#### WHAT YOU SHOULD DO:
Every record must appear in your copy exactly as written, with no pictures.

***

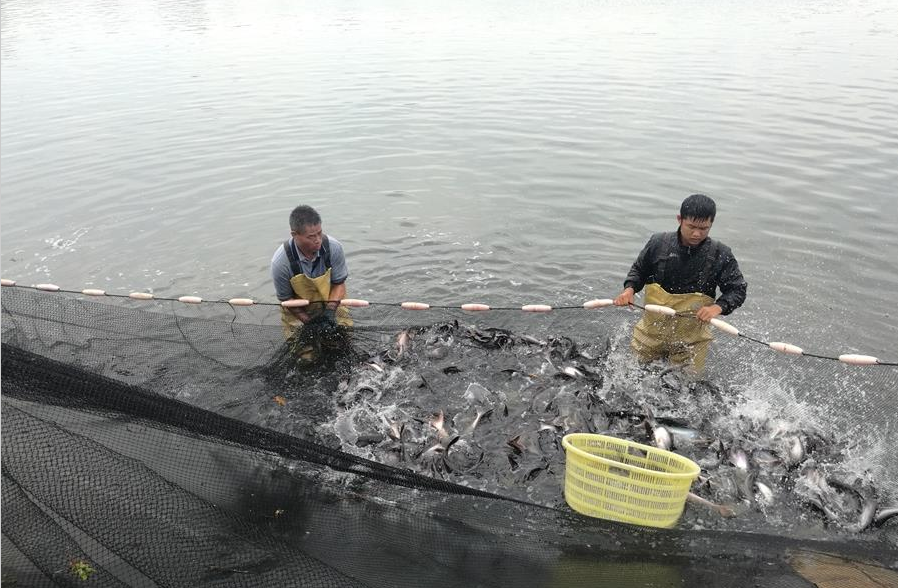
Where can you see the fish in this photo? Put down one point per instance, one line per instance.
(572, 372)
(722, 510)
(660, 436)
(516, 444)
(744, 477)
(403, 340)
(884, 515)
(868, 504)
(765, 492)
(437, 421)
(531, 340)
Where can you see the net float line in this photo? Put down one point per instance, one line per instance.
(598, 303)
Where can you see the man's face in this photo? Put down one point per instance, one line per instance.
(308, 239)
(694, 230)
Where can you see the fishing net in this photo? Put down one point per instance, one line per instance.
(156, 443)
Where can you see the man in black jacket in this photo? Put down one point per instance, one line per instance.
(683, 270)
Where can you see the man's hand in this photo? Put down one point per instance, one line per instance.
(625, 298)
(706, 313)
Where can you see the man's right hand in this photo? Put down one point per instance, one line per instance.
(625, 298)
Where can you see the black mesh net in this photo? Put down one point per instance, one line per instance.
(157, 443)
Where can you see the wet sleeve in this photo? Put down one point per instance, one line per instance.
(339, 271)
(733, 287)
(281, 274)
(641, 269)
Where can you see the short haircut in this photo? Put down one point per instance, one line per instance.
(699, 207)
(302, 217)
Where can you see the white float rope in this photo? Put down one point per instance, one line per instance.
(787, 348)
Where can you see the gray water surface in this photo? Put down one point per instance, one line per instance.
(507, 153)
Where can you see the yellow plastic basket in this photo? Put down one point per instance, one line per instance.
(621, 480)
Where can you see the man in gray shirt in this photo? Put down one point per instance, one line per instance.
(310, 266)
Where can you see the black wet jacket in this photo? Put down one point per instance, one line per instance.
(681, 269)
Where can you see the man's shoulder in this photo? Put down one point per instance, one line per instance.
(279, 255)
(334, 246)
(662, 237)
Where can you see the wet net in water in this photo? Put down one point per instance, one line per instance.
(154, 443)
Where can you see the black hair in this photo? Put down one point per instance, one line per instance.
(699, 207)
(302, 217)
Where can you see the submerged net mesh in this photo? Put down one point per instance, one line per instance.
(151, 443)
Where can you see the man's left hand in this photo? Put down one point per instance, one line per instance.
(706, 313)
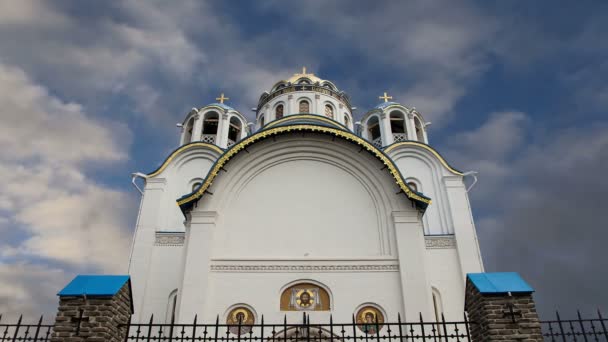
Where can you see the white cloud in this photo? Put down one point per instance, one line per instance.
(56, 213)
(29, 290)
(36, 125)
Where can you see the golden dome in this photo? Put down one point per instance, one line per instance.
(311, 77)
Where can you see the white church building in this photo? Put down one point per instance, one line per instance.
(304, 210)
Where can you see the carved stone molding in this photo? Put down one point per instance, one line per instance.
(169, 239)
(443, 241)
(304, 268)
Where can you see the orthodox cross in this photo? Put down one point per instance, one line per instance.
(385, 97)
(303, 72)
(222, 98)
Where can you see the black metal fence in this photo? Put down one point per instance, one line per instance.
(304, 331)
(579, 329)
(25, 332)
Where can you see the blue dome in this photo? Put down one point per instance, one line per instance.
(385, 104)
(221, 105)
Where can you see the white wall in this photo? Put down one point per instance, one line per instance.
(323, 207)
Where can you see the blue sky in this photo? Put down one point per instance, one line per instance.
(91, 91)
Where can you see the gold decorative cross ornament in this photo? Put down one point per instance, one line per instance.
(385, 97)
(222, 98)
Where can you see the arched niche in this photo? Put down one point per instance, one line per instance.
(398, 126)
(373, 131)
(419, 129)
(188, 131)
(234, 130)
(210, 127)
(305, 296)
(295, 196)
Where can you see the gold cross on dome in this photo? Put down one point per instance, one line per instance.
(385, 97)
(222, 98)
(303, 72)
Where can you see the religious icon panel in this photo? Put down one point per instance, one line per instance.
(305, 297)
(240, 320)
(369, 319)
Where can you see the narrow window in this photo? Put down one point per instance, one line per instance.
(234, 131)
(304, 106)
(188, 131)
(418, 125)
(279, 112)
(329, 111)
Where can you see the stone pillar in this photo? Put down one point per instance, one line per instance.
(197, 131)
(411, 250)
(464, 226)
(194, 288)
(94, 309)
(385, 129)
(150, 215)
(501, 308)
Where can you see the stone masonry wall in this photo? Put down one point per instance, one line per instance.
(100, 321)
(493, 321)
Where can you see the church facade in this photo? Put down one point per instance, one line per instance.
(303, 210)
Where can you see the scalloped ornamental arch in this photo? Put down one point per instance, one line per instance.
(187, 201)
(428, 148)
(300, 117)
(178, 151)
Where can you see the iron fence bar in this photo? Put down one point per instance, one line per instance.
(580, 322)
(149, 329)
(331, 328)
(561, 327)
(445, 328)
(400, 328)
(261, 330)
(599, 314)
(38, 328)
(17, 328)
(285, 328)
(217, 322)
(572, 330)
(194, 328)
(354, 329)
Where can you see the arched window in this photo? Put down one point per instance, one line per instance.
(210, 127)
(418, 126)
(279, 112)
(188, 131)
(234, 130)
(329, 111)
(304, 106)
(437, 306)
(373, 131)
(171, 306)
(305, 297)
(398, 126)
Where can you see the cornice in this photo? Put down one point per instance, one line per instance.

***

#### RESPONSE:
Where can you see the fish in this photo? Put down one point per instance, one line per instance.
(572, 372)
(722, 510)
(660, 436)
(516, 444)
(744, 477)
(403, 340)
(884, 515)
(868, 504)
(765, 492)
(437, 421)
(531, 340)
Where can you see the net float line in this photo? Put down one point per instance, one line per instance.
(598, 303)
Where can you see the man's face in this photo? Put down one point per instance, one line per instance.
(308, 239)
(694, 230)
Where can you see the fishing net in this photo? Put down one point per instance, one line per instance.
(156, 443)
Where can you see the man in black jacket in this photo? Put down one point per instance, one line per instance.
(683, 270)
Where can you see the man's hand in this photo? Put down one point per instance, one line per instance.
(625, 298)
(706, 313)
Where can you see the man's right hand in this photo? Put down one point per instance, one line per instance.
(625, 298)
Where can you see the black mesh net in this photo? Put down one point per instance, one line per instance.
(157, 443)
Where can you see the wet sleeve in this photo? Put down one point per instance, one line per instance.
(339, 271)
(733, 287)
(281, 274)
(641, 269)
Where can you see the short haircut in this photo? Put down one point per instance, one line per instance.
(699, 207)
(302, 217)
Where can you see the white float rope in this photo? Put down one point per instance, one line per instance.
(787, 348)
Where can you see the gray water surface in this photo? Put down one point per instance, one line per instance.
(507, 153)
Where can you see the yellow plastic basket in this photo? Put down one point per instance, one line per instance.
(621, 480)
Where can you see the man in gray shirt in this photo? Put down one point per instance, one line per instance.
(310, 266)
Where can you see the black wet jacket in this photo? Put down one point per instance, one line per instance.
(681, 269)
Where can you see the man's shoulder in this photo? Put down one point per instance, one line per instance.
(279, 255)
(334, 246)
(662, 237)
Where can you see the wet net in water in this photo? Put down one point per instance, one line per instance.
(154, 443)
Where can you see the black hair in this photo? Put down one point per instance, one line per instance.
(699, 207)
(302, 217)
Where can you see the submerged net mesh in this photo? Put down one point per instance, one line per instance.
(151, 443)
Where can you see the man's left hand in this photo? Put down one point per instance, one line per instance.
(706, 313)
Where can you see the white cloud in this photo? Put down one point per instance, one line per instance.
(56, 213)
(29, 290)
(36, 125)
Where can you see the golden dome in this photo? Put down one point per instance, one line per instance.
(311, 77)
Where can you see the white church building in this photo? Put down one point per instance, one line per instance.
(304, 210)
Where can you see the carved stone molding in this photo? Put down one point per instance, one line per instance.
(169, 239)
(443, 241)
(304, 268)
Where can you see the orthodox cross in this photo? Put down one point per instance, one line per instance.
(385, 97)
(303, 72)
(222, 98)
Where can you see the black metal fence in this photo? Put down one point per instance, one line per instance.
(304, 331)
(579, 329)
(25, 332)
Where can you see the blue dome in this photo? Put down one point per instance, one line per instance.
(385, 104)
(221, 105)
Where can you see the white wall in this photo? Put down one point per instance, one line per instance.
(323, 207)
Where can you see the blue sky in this photo? Put down one point per instance, one line per instance.
(91, 91)
Where can you see the gold decorative cross ornament in this photo? Put down one point per instance, one line per instance.
(385, 97)
(222, 98)
Where can you see the arched niche in this photo? Put down one point per instance, one line per instance.
(398, 126)
(373, 131)
(419, 129)
(188, 131)
(234, 130)
(210, 127)
(305, 296)
(295, 196)
Where can you see the gold cross on dome in this photo? Put down one point per instance, one line per instance.
(385, 97)
(222, 98)
(303, 72)
Where can you see the religious icon panel in this photo? Put down one point per instance, one line per instance.
(305, 297)
(240, 320)
(369, 319)
Where can you see the narrow window in this photo? Put down one point per instance, one line per instance.
(234, 131)
(304, 106)
(188, 131)
(418, 125)
(279, 112)
(329, 111)
Where can you see the stone pillar in this photo? Put down one point per instance, one line per instance.
(197, 131)
(411, 250)
(464, 226)
(194, 288)
(94, 309)
(385, 129)
(150, 215)
(501, 308)
Where can you see the stone masonry wall in this photo? Put down one point per instance, one line per instance.
(100, 321)
(493, 321)
Where can you see the church facade in this photo? Put down one point per instance, one line per instance.
(303, 210)
Where can you see the scalloped ornamental arch in this photo? Put down one point per instance, one line per instance.
(187, 201)
(428, 148)
(300, 117)
(178, 151)
Where can you see the iron fence bar in this photo? Put down one point per instance, one line per instance.
(580, 322)
(149, 329)
(331, 328)
(561, 327)
(445, 328)
(400, 328)
(261, 330)
(599, 314)
(38, 328)
(17, 328)
(285, 328)
(217, 322)
(572, 330)
(194, 328)
(354, 329)
Where can you see the arched window in this photo? Put down one point per instance, one line per instance.
(210, 127)
(418, 126)
(279, 112)
(188, 131)
(234, 130)
(329, 111)
(304, 106)
(437, 306)
(373, 131)
(171, 306)
(305, 297)
(398, 126)
Where can you see the cornice in this photo? Put down one point per instance, one line per instance.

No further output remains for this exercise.